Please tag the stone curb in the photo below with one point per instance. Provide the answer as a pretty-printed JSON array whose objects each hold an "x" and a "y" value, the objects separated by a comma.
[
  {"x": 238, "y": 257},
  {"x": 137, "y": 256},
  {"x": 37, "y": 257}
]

= = =

Written exercise: Reproduce the material above in full, request line included, and shift every x and y coordinate in the answer up by 52.

Response to the exercise:
Please tag the stone curb in the photo below with one point per instance. Provide the answer as a pretty-printed JSON array whose objects each hold an "x" and a "y" value, the objects separated by a comma.
[
  {"x": 290, "y": 309},
  {"x": 189, "y": 308},
  {"x": 89, "y": 309}
]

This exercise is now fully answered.